Profile
Structure
GuarantCo Ltd ("GuarantCo" or the "Company") was incorporated in Port Louis, Mauritius, as a private company limited by shares. The Financial Services Commission (FSC) issued a Category 1 Global Business Licence (GBL1) to the Company on 30 August 2005.
Background
GuarantCo
operates as a Financial Institution with a multi-country footprint spanning
Africa and Asia, established with the core mandate of narrowing the
infrastructure financing gap and contributing to poverty alleviation across
lower-income economies.
This
developmental mandate places GuarantCo squarely within the broader credit
guarantee institution (CGI) landscape that has grown in relevance as
multilateral and bilateral development finance increasingly relies on guarantee
instruments rather than direct lending. The Company's geographic concentration
in Africa and Asia aligns with regions where local currency infrastructure debt
markets remain comparatively underdeveloped, reinforcing the relevance of its
mandate.
Operations
GuarantCo's
establishment was driven by two principal objectives: (i) enabling sustainable
infrastructure projects in lower-income countries to access debt financing
through the provision of guarantees, and (ii) fostering the development of
local currency financial debt markets. In pursuing these aims, the Company
addresses funding shortfalls that local debt markets are often unable to meet
on their own, owing to capacity constraints, exposure limits, and other
structural covenants.
In practice,
this dual mandate positions GuarantCo as both a credit enhancement provider and
a market-development catalyst, a combination that differentiates it from purely
commercial guarantors. The guarantee structures employed are typically tailored
to local currency bond and loan issuances, which helps mitigate currency
mismatch risk for underlying infrastructure borrowers. As local debt markets in
the Company's core operating geographies continue to mature, GuarantCo's role
in catalysing first-time issuances remains a key element of its value
proposition.
Ownership
Ownership Structure
GuarantCo is
majority owned by the Private Infrastructure Development Group (PIDG), which
holds a 91.1% stake and is backed by seven major development partners: (1) UK Aid
from the British People (FCDO), (2) Australian Aid (DFAT), (3) Sweden (SIDA),
(4) the Ministry of Foreign Affairs of the Netherlands (DGIS), (5) Global Affairs Canada (GAC), and (6) SECO (Switzerland). The Netherlands Development
Finance Company (FMO) holds the remaining 8.9% of the Company's total paid-up
capital.

#### Task inputs
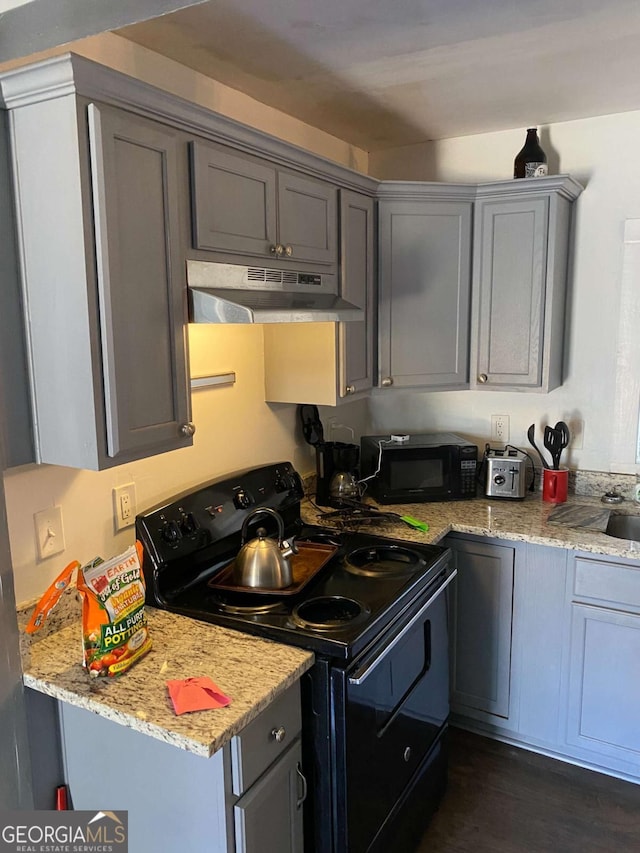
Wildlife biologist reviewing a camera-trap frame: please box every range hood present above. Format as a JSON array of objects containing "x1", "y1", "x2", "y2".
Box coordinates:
[{"x1": 187, "y1": 260, "x2": 364, "y2": 323}]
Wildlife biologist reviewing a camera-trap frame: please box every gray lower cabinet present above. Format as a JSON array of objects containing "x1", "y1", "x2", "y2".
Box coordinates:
[
  {"x1": 447, "y1": 536, "x2": 515, "y2": 725},
  {"x1": 59, "y1": 683, "x2": 307, "y2": 853},
  {"x1": 446, "y1": 534, "x2": 640, "y2": 782},
  {"x1": 190, "y1": 141, "x2": 338, "y2": 269},
  {"x1": 263, "y1": 190, "x2": 376, "y2": 406},
  {"x1": 233, "y1": 738, "x2": 306, "y2": 853},
  {"x1": 470, "y1": 176, "x2": 581, "y2": 392},
  {"x1": 378, "y1": 188, "x2": 473, "y2": 390},
  {"x1": 566, "y1": 557, "x2": 640, "y2": 776},
  {"x1": 9, "y1": 94, "x2": 192, "y2": 469}
]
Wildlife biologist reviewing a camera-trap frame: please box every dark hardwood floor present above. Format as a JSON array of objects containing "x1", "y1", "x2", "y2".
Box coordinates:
[{"x1": 418, "y1": 729, "x2": 640, "y2": 853}]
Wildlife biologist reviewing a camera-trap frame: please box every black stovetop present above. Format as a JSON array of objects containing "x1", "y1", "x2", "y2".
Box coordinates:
[{"x1": 136, "y1": 463, "x2": 449, "y2": 662}]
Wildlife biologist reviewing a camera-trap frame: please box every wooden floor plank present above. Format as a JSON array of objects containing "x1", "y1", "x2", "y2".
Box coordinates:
[{"x1": 418, "y1": 729, "x2": 640, "y2": 853}]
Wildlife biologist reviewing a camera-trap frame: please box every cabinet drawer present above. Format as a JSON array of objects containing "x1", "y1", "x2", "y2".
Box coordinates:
[
  {"x1": 231, "y1": 683, "x2": 302, "y2": 796},
  {"x1": 573, "y1": 557, "x2": 640, "y2": 608}
]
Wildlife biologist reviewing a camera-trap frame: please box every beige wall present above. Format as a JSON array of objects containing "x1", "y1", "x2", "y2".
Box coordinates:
[{"x1": 5, "y1": 35, "x2": 366, "y2": 602}]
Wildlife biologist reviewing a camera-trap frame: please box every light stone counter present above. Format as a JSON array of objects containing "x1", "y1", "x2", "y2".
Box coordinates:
[
  {"x1": 19, "y1": 590, "x2": 314, "y2": 757},
  {"x1": 302, "y1": 492, "x2": 640, "y2": 560}
]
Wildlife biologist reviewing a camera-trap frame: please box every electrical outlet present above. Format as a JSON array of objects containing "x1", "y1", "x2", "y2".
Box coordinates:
[
  {"x1": 113, "y1": 483, "x2": 136, "y2": 530},
  {"x1": 33, "y1": 506, "x2": 66, "y2": 560},
  {"x1": 491, "y1": 415, "x2": 509, "y2": 444}
]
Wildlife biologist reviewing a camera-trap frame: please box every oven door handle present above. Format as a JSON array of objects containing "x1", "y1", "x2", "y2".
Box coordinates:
[{"x1": 349, "y1": 569, "x2": 458, "y2": 684}]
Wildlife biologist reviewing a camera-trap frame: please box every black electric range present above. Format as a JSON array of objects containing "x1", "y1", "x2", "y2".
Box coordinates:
[{"x1": 136, "y1": 462, "x2": 456, "y2": 853}]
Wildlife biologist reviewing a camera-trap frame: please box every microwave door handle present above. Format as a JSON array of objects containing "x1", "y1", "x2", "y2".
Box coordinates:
[{"x1": 349, "y1": 569, "x2": 458, "y2": 685}]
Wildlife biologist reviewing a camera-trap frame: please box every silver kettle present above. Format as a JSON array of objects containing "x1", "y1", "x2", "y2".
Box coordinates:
[{"x1": 233, "y1": 507, "x2": 298, "y2": 589}]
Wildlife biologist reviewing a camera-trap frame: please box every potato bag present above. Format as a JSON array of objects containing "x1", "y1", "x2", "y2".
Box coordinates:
[{"x1": 77, "y1": 542, "x2": 151, "y2": 677}]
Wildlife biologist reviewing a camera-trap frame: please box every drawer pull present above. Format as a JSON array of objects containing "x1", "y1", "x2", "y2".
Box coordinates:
[
  {"x1": 271, "y1": 726, "x2": 287, "y2": 743},
  {"x1": 296, "y1": 762, "x2": 307, "y2": 809}
]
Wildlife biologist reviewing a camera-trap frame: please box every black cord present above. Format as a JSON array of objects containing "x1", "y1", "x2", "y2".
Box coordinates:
[{"x1": 504, "y1": 444, "x2": 536, "y2": 492}]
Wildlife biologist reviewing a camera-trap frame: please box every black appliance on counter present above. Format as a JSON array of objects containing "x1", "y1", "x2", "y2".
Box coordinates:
[
  {"x1": 360, "y1": 432, "x2": 478, "y2": 504},
  {"x1": 136, "y1": 462, "x2": 456, "y2": 853},
  {"x1": 298, "y1": 404, "x2": 360, "y2": 507}
]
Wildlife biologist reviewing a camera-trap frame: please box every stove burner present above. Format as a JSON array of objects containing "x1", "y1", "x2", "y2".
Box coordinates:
[
  {"x1": 345, "y1": 545, "x2": 426, "y2": 577},
  {"x1": 211, "y1": 592, "x2": 282, "y2": 616},
  {"x1": 291, "y1": 595, "x2": 371, "y2": 631}
]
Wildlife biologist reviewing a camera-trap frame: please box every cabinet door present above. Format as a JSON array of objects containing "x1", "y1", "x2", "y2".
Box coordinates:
[
  {"x1": 474, "y1": 198, "x2": 549, "y2": 389},
  {"x1": 447, "y1": 538, "x2": 515, "y2": 720},
  {"x1": 191, "y1": 142, "x2": 276, "y2": 258},
  {"x1": 89, "y1": 105, "x2": 192, "y2": 461},
  {"x1": 567, "y1": 604, "x2": 640, "y2": 764},
  {"x1": 233, "y1": 739, "x2": 306, "y2": 853},
  {"x1": 278, "y1": 172, "x2": 338, "y2": 264},
  {"x1": 379, "y1": 201, "x2": 471, "y2": 389},
  {"x1": 338, "y1": 190, "x2": 375, "y2": 397}
]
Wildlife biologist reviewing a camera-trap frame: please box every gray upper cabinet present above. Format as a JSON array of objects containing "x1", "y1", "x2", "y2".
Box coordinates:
[
  {"x1": 9, "y1": 94, "x2": 192, "y2": 469},
  {"x1": 378, "y1": 183, "x2": 473, "y2": 389},
  {"x1": 338, "y1": 190, "x2": 376, "y2": 397},
  {"x1": 264, "y1": 190, "x2": 376, "y2": 406},
  {"x1": 471, "y1": 176, "x2": 581, "y2": 392},
  {"x1": 191, "y1": 141, "x2": 338, "y2": 266},
  {"x1": 0, "y1": 110, "x2": 34, "y2": 468}
]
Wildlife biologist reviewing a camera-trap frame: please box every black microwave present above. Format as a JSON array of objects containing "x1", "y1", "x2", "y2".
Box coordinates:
[{"x1": 360, "y1": 433, "x2": 478, "y2": 504}]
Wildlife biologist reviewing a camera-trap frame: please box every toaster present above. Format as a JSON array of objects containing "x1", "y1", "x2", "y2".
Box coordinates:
[{"x1": 484, "y1": 447, "x2": 527, "y2": 500}]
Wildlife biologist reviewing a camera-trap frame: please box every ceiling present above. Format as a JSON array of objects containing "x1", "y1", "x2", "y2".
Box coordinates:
[{"x1": 116, "y1": 0, "x2": 640, "y2": 151}]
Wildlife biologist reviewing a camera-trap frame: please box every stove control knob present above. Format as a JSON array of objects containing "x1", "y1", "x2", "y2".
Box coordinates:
[
  {"x1": 233, "y1": 489, "x2": 253, "y2": 509},
  {"x1": 160, "y1": 521, "x2": 182, "y2": 545},
  {"x1": 275, "y1": 471, "x2": 296, "y2": 494},
  {"x1": 180, "y1": 512, "x2": 198, "y2": 536}
]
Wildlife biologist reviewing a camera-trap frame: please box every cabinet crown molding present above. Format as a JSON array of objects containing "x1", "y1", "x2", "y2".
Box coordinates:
[
  {"x1": 377, "y1": 175, "x2": 584, "y2": 201},
  {"x1": 0, "y1": 53, "x2": 378, "y2": 196}
]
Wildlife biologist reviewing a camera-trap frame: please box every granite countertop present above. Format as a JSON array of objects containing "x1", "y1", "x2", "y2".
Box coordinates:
[
  {"x1": 18, "y1": 590, "x2": 314, "y2": 757},
  {"x1": 302, "y1": 486, "x2": 640, "y2": 560},
  {"x1": 19, "y1": 486, "x2": 640, "y2": 757}
]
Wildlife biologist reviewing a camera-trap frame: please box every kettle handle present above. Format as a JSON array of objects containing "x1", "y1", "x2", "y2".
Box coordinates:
[{"x1": 240, "y1": 506, "x2": 284, "y2": 547}]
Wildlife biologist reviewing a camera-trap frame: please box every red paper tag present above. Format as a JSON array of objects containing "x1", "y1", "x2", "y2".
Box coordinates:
[{"x1": 167, "y1": 676, "x2": 231, "y2": 714}]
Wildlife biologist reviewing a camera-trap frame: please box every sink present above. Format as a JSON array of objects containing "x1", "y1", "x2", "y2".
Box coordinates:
[{"x1": 605, "y1": 513, "x2": 640, "y2": 542}]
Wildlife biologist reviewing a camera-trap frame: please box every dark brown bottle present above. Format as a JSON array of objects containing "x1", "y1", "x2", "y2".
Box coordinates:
[{"x1": 513, "y1": 127, "x2": 548, "y2": 178}]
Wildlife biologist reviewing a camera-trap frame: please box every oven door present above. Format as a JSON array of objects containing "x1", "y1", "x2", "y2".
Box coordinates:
[{"x1": 333, "y1": 568, "x2": 456, "y2": 853}]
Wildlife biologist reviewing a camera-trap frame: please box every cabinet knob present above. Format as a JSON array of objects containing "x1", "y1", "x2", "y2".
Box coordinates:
[{"x1": 271, "y1": 726, "x2": 287, "y2": 743}]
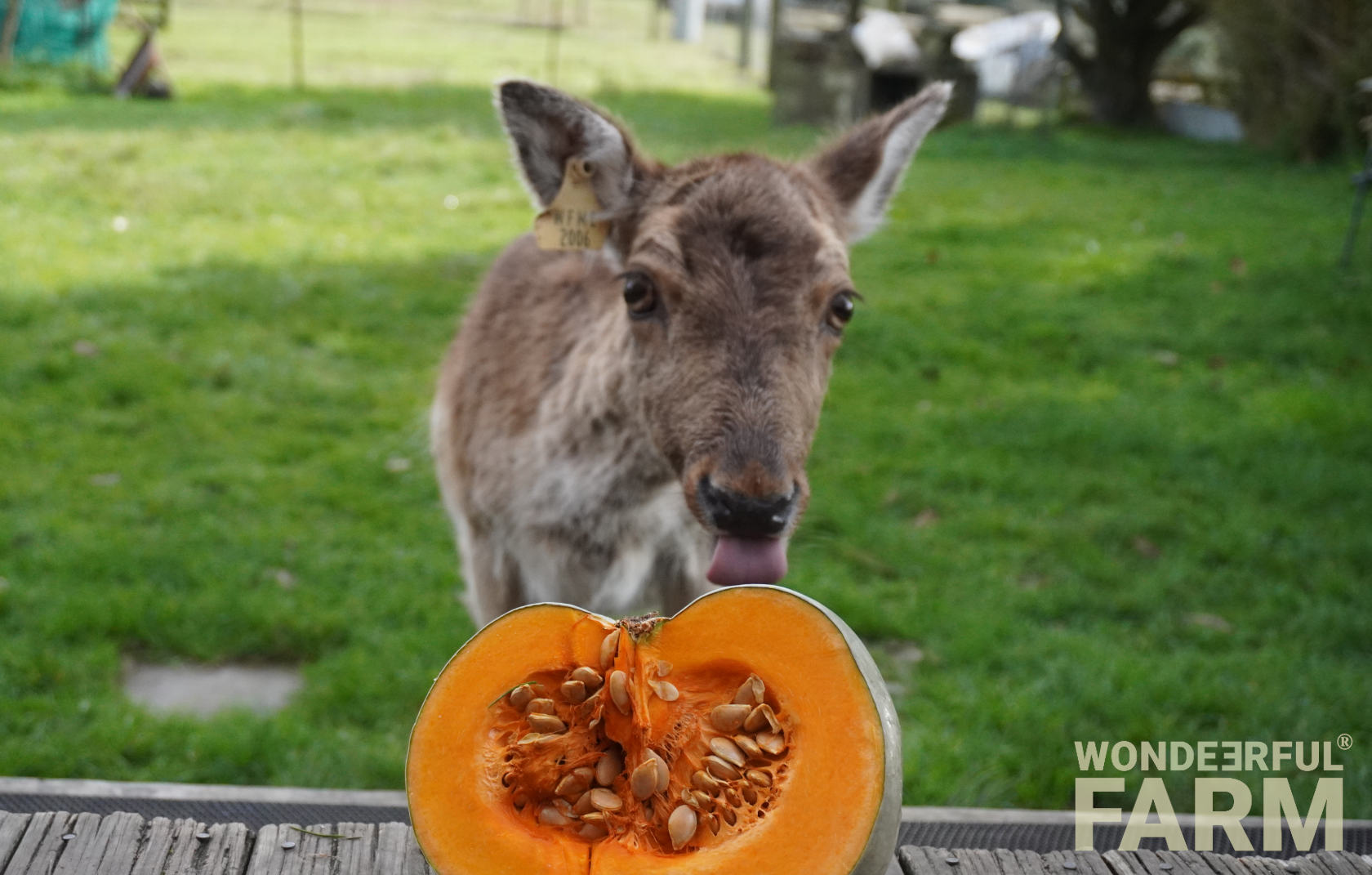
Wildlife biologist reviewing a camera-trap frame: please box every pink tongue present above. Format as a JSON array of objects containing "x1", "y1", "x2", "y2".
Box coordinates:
[{"x1": 706, "y1": 535, "x2": 786, "y2": 587}]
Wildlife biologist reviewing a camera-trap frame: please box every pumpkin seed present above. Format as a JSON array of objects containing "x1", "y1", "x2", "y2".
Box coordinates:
[
  {"x1": 528, "y1": 712, "x2": 567, "y2": 734},
  {"x1": 628, "y1": 760, "x2": 657, "y2": 800},
  {"x1": 666, "y1": 805, "x2": 697, "y2": 850},
  {"x1": 710, "y1": 703, "x2": 752, "y2": 735},
  {"x1": 710, "y1": 735, "x2": 748, "y2": 766},
  {"x1": 744, "y1": 702, "x2": 781, "y2": 732},
  {"x1": 648, "y1": 681, "x2": 682, "y2": 702},
  {"x1": 510, "y1": 683, "x2": 534, "y2": 711},
  {"x1": 756, "y1": 732, "x2": 786, "y2": 756},
  {"x1": 553, "y1": 772, "x2": 590, "y2": 798},
  {"x1": 690, "y1": 770, "x2": 724, "y2": 796},
  {"x1": 601, "y1": 628, "x2": 619, "y2": 671},
  {"x1": 577, "y1": 823, "x2": 609, "y2": 841},
  {"x1": 591, "y1": 788, "x2": 624, "y2": 810},
  {"x1": 706, "y1": 812, "x2": 719, "y2": 835},
  {"x1": 572, "y1": 665, "x2": 605, "y2": 693},
  {"x1": 563, "y1": 681, "x2": 586, "y2": 705},
  {"x1": 706, "y1": 757, "x2": 742, "y2": 780},
  {"x1": 734, "y1": 675, "x2": 767, "y2": 705},
  {"x1": 609, "y1": 668, "x2": 630, "y2": 715},
  {"x1": 648, "y1": 748, "x2": 672, "y2": 792},
  {"x1": 572, "y1": 790, "x2": 595, "y2": 816},
  {"x1": 734, "y1": 735, "x2": 763, "y2": 760},
  {"x1": 595, "y1": 750, "x2": 624, "y2": 788}
]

#### Given exercise 1
Collect every line of the records that contains the word "drawer".
#### Given exercise 2
Carry on the GuarantCo profile from the point where it stops.

#### Exercise response 1
Wildlife biologist reviewing a camera-trap frame: please box every cabinet drawer present above. Format as a JSON array of objects containing "x1", "y1", "x2", "y2".
Wildlife biologist reviewing a camera-trap frame: please box every drawer pull present above. Format as a JSON array of objects containing "x1", "y1", "x2", "y2".

#### Exercise response 2
This ownership
concentration among sovereign-backed development partners is a key rating
support, as it provides both implicit reputational backing and a track record
of capital replenishment. The breadth of the partner base — spanning six
bilateral and multilateral development institutions plus FMO — also diversifies
funding-related decision-making away from reliance on any single sponsor.
Continued sovereign sponsorship of this nature is a structural strength that is
not commonly available to purely commercial guarantee providers.
Stability
The Company's
ownership structure is expected to remain broadly unchanged in the foreseeable
future, with PIDG's controlling stake providing continuity of strategic
direction.
Business Acumen
Business acumen
is assessed as strong, supported by the shared institutional affiliation of
PIDG and FMO within the same development finance ecosystem. During the period,
Global Affairs Canada (GAC) became a new equity funder
for GuarantCo, contributing fresh paid-in capital.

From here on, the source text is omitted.